**Exercise material:**
....................
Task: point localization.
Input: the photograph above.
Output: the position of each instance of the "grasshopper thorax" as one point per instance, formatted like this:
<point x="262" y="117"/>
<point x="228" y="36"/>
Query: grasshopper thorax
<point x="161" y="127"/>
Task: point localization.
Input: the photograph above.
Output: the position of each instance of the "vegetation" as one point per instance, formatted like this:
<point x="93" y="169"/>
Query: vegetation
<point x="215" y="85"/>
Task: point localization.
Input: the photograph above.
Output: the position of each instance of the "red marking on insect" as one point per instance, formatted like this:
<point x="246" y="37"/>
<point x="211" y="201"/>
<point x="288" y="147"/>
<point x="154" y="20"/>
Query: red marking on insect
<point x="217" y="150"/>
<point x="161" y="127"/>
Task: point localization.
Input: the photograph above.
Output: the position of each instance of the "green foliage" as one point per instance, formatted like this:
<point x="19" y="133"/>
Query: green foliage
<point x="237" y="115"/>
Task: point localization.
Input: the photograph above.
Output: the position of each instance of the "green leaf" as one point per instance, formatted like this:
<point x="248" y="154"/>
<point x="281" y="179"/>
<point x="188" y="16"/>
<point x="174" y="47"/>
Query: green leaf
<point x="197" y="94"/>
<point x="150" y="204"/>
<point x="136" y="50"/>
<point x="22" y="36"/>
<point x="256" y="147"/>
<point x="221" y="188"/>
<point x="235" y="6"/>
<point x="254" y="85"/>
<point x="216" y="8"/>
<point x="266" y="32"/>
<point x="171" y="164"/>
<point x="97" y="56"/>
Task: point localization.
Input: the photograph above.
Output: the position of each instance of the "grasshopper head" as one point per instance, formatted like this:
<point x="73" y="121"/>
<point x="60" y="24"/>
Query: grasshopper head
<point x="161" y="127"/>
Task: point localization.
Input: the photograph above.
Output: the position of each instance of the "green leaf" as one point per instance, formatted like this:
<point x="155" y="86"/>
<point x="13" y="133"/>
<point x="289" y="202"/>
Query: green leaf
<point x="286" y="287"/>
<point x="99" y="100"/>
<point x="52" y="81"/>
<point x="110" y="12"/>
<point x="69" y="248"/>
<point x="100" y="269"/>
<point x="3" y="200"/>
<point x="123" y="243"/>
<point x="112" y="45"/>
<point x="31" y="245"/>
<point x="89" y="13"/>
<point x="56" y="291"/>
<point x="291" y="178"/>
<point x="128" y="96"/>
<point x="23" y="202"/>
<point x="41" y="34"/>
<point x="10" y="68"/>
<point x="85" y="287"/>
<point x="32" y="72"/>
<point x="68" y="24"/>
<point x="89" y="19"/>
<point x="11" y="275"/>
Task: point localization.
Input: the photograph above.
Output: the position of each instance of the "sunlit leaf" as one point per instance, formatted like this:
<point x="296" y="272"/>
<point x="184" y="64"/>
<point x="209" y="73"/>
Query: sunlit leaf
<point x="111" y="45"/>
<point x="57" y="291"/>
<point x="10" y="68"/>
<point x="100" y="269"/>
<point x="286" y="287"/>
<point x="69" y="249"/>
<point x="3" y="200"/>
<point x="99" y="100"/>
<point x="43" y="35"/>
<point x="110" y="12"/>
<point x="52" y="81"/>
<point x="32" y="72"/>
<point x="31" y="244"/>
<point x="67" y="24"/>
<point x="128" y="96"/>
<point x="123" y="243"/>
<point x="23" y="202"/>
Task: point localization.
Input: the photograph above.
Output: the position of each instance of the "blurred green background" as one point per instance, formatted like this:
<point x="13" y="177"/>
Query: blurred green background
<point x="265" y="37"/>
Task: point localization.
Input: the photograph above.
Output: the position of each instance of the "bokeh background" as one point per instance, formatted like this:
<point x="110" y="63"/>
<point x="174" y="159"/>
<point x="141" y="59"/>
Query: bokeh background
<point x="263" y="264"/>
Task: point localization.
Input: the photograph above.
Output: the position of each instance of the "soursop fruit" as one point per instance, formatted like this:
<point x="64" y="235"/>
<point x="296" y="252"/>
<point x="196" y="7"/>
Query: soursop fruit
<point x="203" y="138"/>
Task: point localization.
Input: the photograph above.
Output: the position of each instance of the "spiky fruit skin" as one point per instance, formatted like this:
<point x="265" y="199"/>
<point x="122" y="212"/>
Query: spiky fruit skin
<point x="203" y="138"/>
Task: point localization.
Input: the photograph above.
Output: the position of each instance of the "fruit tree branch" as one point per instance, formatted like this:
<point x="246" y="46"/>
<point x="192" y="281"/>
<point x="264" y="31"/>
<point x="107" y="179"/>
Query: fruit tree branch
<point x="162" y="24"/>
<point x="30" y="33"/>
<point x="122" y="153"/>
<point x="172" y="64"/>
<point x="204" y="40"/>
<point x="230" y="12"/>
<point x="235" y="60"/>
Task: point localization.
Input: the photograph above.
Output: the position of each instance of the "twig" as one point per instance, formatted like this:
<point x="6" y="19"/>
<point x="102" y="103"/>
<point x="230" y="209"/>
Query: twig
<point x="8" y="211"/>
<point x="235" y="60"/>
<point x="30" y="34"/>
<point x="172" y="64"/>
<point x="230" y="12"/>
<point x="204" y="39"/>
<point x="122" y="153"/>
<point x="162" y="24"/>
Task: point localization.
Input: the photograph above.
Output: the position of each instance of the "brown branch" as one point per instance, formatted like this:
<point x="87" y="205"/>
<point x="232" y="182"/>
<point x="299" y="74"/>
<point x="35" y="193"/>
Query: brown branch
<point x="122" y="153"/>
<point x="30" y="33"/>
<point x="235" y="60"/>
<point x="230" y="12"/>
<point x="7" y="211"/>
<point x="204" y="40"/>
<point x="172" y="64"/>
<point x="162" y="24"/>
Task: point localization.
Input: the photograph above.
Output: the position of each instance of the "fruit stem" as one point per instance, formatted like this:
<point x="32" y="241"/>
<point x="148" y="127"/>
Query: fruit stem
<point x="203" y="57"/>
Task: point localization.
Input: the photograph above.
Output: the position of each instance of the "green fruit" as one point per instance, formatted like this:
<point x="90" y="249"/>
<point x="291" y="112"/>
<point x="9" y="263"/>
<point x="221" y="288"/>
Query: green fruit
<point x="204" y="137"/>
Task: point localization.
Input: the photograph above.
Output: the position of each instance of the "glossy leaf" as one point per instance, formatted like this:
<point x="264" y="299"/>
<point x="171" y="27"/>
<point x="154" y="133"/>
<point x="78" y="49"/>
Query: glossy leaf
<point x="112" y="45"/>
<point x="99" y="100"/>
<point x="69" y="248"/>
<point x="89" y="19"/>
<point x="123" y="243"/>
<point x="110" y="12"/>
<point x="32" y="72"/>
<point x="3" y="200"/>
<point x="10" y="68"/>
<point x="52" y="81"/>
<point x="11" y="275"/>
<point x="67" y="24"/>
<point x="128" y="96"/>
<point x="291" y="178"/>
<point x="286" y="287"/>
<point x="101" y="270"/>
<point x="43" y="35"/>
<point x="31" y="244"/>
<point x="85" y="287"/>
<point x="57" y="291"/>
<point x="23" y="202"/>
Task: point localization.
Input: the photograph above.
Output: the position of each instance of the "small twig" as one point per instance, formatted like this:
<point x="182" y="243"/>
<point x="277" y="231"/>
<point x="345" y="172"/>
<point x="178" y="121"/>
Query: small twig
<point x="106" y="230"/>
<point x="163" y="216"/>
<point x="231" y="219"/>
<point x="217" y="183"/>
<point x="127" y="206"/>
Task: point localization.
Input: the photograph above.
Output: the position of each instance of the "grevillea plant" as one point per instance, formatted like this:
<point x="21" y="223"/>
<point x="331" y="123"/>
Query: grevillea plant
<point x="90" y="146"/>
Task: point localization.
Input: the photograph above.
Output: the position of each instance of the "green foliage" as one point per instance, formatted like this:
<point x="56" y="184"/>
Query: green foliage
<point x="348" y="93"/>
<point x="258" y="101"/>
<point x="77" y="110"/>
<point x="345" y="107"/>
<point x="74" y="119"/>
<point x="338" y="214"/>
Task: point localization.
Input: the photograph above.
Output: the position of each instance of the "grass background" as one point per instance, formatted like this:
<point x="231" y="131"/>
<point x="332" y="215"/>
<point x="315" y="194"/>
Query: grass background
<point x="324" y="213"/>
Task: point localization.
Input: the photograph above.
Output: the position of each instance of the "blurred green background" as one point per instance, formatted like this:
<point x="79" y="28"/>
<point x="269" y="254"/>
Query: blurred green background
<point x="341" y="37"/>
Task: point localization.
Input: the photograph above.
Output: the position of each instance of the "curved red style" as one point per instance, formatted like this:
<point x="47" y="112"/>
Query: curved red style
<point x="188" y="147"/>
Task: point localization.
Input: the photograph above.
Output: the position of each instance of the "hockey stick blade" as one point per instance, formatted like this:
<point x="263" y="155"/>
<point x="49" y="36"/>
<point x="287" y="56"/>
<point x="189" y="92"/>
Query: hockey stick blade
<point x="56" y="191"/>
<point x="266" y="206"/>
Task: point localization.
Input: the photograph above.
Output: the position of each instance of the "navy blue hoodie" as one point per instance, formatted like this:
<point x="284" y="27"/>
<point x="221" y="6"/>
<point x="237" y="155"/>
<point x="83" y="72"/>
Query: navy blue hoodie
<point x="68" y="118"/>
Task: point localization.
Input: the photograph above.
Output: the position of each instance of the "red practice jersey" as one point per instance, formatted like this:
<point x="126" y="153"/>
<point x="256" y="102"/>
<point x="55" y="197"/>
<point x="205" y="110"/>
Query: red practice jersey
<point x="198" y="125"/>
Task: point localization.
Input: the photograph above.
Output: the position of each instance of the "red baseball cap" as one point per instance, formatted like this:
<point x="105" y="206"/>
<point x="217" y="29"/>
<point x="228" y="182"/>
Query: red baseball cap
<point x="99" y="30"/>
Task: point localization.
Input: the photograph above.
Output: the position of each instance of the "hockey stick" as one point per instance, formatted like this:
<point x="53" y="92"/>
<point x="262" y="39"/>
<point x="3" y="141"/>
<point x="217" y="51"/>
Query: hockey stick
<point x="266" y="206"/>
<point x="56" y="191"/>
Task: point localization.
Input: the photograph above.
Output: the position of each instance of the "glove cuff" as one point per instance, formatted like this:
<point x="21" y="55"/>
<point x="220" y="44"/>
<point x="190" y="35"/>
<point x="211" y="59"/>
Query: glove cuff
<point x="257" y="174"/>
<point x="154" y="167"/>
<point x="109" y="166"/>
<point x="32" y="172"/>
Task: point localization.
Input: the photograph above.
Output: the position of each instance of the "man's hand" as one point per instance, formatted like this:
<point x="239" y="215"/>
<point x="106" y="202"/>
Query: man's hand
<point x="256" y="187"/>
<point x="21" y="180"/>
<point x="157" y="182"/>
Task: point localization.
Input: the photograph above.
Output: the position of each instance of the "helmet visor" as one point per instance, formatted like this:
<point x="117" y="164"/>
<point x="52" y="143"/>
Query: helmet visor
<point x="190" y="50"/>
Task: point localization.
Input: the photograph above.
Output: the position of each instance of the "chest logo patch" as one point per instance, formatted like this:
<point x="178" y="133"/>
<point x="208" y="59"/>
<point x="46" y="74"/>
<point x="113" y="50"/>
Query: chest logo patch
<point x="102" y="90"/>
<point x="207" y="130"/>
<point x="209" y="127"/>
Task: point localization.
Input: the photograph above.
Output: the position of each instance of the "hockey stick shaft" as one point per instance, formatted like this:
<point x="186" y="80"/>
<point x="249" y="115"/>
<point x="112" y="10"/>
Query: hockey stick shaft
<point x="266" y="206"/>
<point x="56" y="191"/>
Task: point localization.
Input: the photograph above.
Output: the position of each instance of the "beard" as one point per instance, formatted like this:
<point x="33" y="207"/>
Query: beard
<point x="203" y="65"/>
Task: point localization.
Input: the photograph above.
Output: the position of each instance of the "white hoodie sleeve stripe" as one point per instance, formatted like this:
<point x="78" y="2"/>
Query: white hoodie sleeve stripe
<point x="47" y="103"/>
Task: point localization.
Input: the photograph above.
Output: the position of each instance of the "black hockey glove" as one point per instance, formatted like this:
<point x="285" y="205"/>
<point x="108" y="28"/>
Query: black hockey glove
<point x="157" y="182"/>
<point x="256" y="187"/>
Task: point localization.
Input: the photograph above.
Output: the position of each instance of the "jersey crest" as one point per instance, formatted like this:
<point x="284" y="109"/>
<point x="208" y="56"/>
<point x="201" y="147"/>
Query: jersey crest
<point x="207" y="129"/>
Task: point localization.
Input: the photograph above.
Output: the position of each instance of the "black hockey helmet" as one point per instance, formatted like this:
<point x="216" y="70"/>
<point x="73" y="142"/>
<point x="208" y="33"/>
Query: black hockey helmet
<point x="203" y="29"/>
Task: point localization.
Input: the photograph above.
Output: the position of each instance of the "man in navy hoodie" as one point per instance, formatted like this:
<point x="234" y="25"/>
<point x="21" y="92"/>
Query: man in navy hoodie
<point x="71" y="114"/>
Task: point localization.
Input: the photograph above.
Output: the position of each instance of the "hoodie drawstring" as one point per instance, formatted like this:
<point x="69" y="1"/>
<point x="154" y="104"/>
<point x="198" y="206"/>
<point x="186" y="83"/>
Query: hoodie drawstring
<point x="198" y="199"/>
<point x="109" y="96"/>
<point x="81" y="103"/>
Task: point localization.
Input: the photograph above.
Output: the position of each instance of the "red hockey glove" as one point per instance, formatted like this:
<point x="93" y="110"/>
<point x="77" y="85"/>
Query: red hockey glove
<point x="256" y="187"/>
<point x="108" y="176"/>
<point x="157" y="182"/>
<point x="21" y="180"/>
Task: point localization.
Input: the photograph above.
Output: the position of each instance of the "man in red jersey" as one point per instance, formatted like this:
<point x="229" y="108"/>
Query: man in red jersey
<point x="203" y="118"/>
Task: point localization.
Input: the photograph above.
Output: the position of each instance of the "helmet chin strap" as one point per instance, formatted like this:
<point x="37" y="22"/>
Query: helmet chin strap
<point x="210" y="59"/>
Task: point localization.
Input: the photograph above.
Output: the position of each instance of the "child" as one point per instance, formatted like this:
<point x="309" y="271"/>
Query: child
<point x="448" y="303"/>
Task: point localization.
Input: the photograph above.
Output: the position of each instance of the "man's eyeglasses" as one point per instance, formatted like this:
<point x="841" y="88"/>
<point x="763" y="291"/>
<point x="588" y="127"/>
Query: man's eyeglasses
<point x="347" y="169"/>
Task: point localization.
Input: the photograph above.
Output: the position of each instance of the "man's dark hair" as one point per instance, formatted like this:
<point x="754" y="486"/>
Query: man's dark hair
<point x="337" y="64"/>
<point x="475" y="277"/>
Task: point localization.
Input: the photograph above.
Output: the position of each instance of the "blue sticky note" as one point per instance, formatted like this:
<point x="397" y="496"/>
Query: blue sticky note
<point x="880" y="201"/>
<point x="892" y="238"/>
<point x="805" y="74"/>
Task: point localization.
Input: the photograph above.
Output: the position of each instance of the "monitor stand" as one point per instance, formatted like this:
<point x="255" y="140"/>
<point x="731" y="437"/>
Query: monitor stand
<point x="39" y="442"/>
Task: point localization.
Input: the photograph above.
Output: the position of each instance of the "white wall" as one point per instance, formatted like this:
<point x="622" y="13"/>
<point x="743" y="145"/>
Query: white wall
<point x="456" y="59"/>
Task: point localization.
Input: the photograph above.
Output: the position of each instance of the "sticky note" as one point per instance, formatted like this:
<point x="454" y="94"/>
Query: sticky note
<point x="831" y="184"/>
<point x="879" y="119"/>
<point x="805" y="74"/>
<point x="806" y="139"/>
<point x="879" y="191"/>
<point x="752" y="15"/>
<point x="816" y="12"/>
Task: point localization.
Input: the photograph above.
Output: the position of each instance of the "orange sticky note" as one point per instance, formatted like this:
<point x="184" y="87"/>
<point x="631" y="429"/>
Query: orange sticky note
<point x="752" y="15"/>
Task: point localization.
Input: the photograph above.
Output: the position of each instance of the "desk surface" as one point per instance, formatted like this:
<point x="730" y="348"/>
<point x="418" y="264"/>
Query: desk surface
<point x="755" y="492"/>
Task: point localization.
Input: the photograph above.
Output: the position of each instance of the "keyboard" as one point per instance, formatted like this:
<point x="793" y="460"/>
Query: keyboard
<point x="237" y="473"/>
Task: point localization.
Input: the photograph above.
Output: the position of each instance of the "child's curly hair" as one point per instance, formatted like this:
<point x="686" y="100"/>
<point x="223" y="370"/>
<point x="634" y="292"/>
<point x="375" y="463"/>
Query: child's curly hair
....................
Filter the lines above, copying each one that contains the string "eyeglasses".

Output: the position of each instance of the "man's eyeglasses" as one point per instance, formatted like this:
Query: man's eyeglasses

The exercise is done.